SHORT EXERCISE:
Look below for the line with "Identify each instance of the forehead". Extract that line and each one after it through the last, word for word.

****

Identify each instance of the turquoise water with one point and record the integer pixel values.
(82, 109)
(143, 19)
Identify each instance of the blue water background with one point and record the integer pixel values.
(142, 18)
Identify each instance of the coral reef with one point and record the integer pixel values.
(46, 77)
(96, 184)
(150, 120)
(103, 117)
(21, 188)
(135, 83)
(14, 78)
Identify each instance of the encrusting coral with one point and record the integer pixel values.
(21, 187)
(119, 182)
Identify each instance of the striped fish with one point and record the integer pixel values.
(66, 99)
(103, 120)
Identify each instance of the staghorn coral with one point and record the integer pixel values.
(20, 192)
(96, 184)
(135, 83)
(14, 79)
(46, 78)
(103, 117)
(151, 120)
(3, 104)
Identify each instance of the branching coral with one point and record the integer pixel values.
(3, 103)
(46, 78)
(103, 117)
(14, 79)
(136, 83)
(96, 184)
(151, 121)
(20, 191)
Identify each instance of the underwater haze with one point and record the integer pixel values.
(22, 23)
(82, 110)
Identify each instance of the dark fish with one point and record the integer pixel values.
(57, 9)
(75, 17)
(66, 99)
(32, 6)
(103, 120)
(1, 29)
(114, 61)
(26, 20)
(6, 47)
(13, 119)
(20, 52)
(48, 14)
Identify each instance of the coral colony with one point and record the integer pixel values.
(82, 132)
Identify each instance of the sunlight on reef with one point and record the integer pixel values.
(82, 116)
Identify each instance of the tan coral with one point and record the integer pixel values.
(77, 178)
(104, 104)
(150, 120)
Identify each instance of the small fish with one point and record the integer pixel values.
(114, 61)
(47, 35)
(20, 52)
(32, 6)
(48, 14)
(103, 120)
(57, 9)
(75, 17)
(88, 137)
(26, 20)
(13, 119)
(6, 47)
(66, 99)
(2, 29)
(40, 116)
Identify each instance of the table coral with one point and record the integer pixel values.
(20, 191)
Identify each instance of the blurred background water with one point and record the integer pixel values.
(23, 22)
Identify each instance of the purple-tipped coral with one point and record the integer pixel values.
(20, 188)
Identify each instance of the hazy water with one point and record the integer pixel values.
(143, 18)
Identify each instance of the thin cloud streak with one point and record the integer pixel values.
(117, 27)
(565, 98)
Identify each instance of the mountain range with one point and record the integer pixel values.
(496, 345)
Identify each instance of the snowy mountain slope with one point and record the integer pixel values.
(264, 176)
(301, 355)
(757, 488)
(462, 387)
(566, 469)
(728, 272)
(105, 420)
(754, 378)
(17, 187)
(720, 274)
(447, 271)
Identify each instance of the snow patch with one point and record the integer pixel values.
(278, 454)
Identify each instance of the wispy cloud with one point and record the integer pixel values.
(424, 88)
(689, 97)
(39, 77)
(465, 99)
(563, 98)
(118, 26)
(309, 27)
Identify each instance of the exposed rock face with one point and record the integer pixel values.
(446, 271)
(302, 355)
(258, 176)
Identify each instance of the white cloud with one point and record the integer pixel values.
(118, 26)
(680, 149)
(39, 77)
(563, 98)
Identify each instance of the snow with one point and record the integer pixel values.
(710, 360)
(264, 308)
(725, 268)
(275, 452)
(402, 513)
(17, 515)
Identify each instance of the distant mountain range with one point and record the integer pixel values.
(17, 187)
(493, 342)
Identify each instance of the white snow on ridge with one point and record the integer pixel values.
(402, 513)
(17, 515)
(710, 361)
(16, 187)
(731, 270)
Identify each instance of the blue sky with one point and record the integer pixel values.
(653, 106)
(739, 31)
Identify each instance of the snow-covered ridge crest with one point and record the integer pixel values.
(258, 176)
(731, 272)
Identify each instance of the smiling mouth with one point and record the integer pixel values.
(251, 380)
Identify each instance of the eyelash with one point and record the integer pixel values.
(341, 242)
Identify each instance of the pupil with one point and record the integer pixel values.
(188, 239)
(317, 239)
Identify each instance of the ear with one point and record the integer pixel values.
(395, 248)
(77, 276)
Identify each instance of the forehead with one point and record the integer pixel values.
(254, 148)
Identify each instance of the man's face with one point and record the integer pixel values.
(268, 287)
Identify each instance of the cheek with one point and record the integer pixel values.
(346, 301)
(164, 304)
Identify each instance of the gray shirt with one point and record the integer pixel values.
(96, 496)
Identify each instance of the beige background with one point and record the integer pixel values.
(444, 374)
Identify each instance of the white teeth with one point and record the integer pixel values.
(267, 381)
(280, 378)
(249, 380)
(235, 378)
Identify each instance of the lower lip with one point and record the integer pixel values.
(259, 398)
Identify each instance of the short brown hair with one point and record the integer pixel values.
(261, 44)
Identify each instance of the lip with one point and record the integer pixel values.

****

ANSWER FOR THIS EXERCISE:
Identify each instance of the forehead with one point and record the integer pixel values.
(254, 148)
Identify each instance of the man's face with one point and record the integer pixel values.
(268, 287)
Identify each instance of the cheek with one point and record the integer pixel values.
(346, 301)
(164, 304)
Identify each instance of the gray shirt with one point and record the integer pixel values.
(96, 496)
Identify each instance of the beige background with one point and record the integer pixel values.
(444, 374)
Identify each instance of the white teeth with one point and record the integer pixel values.
(267, 381)
(280, 378)
(249, 380)
(235, 378)
Identify each instance of the lower lip with one point and record the integer pixel values.
(259, 398)
Identify each instance of the short brown hair with one point and record the integer pixel values.
(261, 44)
Identify each instance of the lip with one point and record the integer pixel values.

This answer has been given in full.